> Goal: Could you recast every line below as a Markdown table with two columns, "Row" for the row number and "Line" for the line itself, leaving out any blank lines?

> Provided material:
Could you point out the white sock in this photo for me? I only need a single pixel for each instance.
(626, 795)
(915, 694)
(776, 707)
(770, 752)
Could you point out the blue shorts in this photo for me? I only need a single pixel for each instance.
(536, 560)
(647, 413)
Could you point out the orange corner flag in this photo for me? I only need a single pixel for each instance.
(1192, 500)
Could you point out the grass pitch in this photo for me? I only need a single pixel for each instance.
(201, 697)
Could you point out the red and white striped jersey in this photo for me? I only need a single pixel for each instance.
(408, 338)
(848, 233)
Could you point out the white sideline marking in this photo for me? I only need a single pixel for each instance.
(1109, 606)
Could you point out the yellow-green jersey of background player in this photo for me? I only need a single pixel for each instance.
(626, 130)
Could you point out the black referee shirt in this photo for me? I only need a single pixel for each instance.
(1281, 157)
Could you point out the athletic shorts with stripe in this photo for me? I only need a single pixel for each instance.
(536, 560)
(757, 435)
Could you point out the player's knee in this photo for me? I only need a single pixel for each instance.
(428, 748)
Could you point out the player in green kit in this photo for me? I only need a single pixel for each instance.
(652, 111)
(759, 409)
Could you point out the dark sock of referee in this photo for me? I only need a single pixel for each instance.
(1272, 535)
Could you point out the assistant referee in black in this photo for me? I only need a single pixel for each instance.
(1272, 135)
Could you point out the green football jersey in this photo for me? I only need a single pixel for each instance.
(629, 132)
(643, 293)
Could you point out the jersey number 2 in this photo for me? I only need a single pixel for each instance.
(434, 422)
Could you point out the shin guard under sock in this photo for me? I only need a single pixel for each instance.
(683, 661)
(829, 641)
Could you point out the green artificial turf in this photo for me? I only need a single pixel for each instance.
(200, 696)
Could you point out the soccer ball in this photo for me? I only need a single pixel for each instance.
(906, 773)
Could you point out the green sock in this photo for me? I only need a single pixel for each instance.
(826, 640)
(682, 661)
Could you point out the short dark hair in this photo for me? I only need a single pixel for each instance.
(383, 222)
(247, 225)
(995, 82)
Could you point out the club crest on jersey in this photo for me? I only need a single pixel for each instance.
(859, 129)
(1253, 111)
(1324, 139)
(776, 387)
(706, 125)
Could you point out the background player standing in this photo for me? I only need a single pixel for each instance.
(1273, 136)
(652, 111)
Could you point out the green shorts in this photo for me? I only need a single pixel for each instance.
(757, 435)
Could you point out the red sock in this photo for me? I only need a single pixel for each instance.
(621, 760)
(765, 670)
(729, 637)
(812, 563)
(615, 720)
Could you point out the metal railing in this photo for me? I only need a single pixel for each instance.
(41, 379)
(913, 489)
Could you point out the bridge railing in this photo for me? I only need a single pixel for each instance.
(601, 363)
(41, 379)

> The reply:
| Row | Line |
|---|---|
| 1 | Could you point out the white sock in this photo for me? I only need a single pixel for each instance. |
| 2 | (626, 795) |
| 3 | (915, 694) |
| 4 | (776, 707) |
| 5 | (770, 752) |
| 6 | Could you point out the blue shorts in this photo for me? I only need a single pixel for each instance. |
| 7 | (536, 560) |
| 8 | (647, 413) |
| 9 | Could you point out the orange corner flag in this photo for me? I only need a single pixel for each instance. |
| 10 | (1192, 500) |
| 11 | Could you point out the grass pitch in this photo for me? I only need a single pixel for each instance. |
| 12 | (201, 697) |
| 13 | Could you point out the red and white striped jersey in this photo for me? I only need a single pixel for each instance. |
| 14 | (408, 338) |
| 15 | (848, 233) |
| 16 | Could you point out the white sideline marking in this photo for me? I only need a single pixel for each instance. |
| 17 | (1109, 606) |
| 18 | Could you point out the yellow-green jersey of background player in this photo for me? I only need a single pixel for each instance. |
| 19 | (626, 130) |
| 20 | Could you point out the black referee shirt in this photo for me? I only need a single pixel for each instance. |
| 21 | (1281, 157) |
| 22 | Could you point out the athletic shorts with stripe in this photo for me? I only need a single pixel for each instance. |
| 23 | (536, 560) |
| 24 | (757, 435) |
| 25 | Could you point out the player's knee in this photo for me? I only need a single pixel for each instance. |
| 26 | (428, 748) |
| 27 | Could you point out the player in green kit in this photo for me? I only need a single pixel for each instance. |
| 28 | (652, 111) |
| 29 | (759, 409) |
| 30 | Could you point out the dark sock of referee in this photo for me? I only need a single pixel for each instance. |
| 31 | (1272, 535) |
| 32 | Could you point out the assistant referee in black in this photo for me? I only need a single pixel for each instance. |
| 33 | (1272, 135) |
| 34 | Could you point out the green football jersey in this photo for me? I only need a single pixel for each instance. |
| 35 | (629, 132) |
| 36 | (643, 293) |
| 37 | Could you point out the jersey number 2 in this photo for me? I only need a single pixel for each instance. |
| 38 | (434, 422) |
| 39 | Could you point out the shin guard under sock in this photo for me? I only need a single pixel for each instance. |
| 40 | (683, 661) |
| 41 | (829, 641) |
| 42 | Could you point out the green artificial turf in this photo for me? I only need a single pixel for each instance. |
| 43 | (200, 696) |
| 44 | Could you point out the soccer ball in this photo for me? I only need a single pixel for each instance. |
| 45 | (906, 773) |
| 46 | Could you point out the green sock in this photo for me? I only need a single pixel for each instance. |
| 47 | (826, 640) |
| 48 | (682, 661) |
| 49 | Could you point out the short dark hair in this photo for me? I only need a single pixel for each instance. |
| 50 | (383, 222) |
| 51 | (247, 225) |
| 52 | (995, 82) |
| 53 | Could you point out the club crest on jersey in this photo for me? I only need a single pixel for each instance. |
| 54 | (859, 129) |
| 55 | (1253, 111) |
| 56 | (1324, 139) |
| 57 | (776, 387) |
| 58 | (706, 125) |
| 59 | Could you point out the background player standing in this photo for me? I only need a single pixel for each instance. |
| 60 | (1273, 136) |
| 61 | (652, 111) |
| 62 | Could you point out the green shorts in this photo for me? I only need a single pixel for each instance. |
| 63 | (757, 435) |
| 64 | Could you point out the red sock in this photo for me? I only need a single pixel for each instance. |
| 65 | (621, 760) |
| 66 | (765, 670) |
| 67 | (729, 637) |
| 68 | (812, 563) |
| 69 | (615, 720) |
| 70 | Could you point out the metal railing in this photo for me? I only need a single pixel for each instance. |
| 71 | (41, 379) |
| 72 | (913, 489) |
| 73 | Could you point out the bridge railing in this photo for me? I only need a single pixel for each instance. |
| 74 | (601, 363) |
| 75 | (41, 379) |